▶ [課題の目的]: 以下の行をすべて、一字も変えずにそのまま書き写せ。

═════ データセットの行

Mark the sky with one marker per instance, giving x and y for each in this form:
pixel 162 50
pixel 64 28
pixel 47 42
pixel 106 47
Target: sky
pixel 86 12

══════════

▶ [課題の出力]:
Mark the sky with one marker per instance, giving x and y for each in this form:
pixel 162 50
pixel 64 28
pixel 47 42
pixel 106 47
Target: sky
pixel 86 12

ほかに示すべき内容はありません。